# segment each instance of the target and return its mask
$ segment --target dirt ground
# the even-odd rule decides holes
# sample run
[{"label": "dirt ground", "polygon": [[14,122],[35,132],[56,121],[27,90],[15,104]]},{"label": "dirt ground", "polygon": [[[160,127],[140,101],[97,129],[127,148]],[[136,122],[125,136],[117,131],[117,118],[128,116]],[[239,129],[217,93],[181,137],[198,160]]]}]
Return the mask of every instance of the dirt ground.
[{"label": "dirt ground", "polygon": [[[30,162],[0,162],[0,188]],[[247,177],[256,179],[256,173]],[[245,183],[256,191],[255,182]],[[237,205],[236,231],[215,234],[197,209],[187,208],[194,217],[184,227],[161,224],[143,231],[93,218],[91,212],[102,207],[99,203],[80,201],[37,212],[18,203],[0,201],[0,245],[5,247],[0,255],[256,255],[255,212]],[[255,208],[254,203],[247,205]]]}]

··········

Problem:
Reproduce all of the data above verbatim, line for line, changing nothing.

Solution to the problem:
# segment each instance of the target and return its mask
$ segment --target dirt ground
# the even-odd rule decides holes
# sample run
[{"label": "dirt ground", "polygon": [[14,122],[35,132],[56,121],[27,90],[15,104]]},{"label": "dirt ground", "polygon": [[[160,127],[140,101],[97,129],[127,148]],[[136,122],[125,136],[117,131],[117,118],[128,116]],[[239,129],[217,93],[181,137],[198,160]]]}]
Return the mask of every instance of the dirt ground.
[{"label": "dirt ground", "polygon": [[[30,162],[0,162],[0,188]],[[247,177],[256,179],[256,173]],[[245,183],[256,191],[255,182]],[[237,205],[236,231],[215,234],[197,209],[187,208],[194,217],[184,227],[161,224],[143,231],[93,218],[91,212],[102,207],[99,203],[80,201],[37,212],[18,203],[0,201],[0,245],[5,247],[0,255],[256,255],[255,212]],[[255,208],[254,203],[247,205]]]}]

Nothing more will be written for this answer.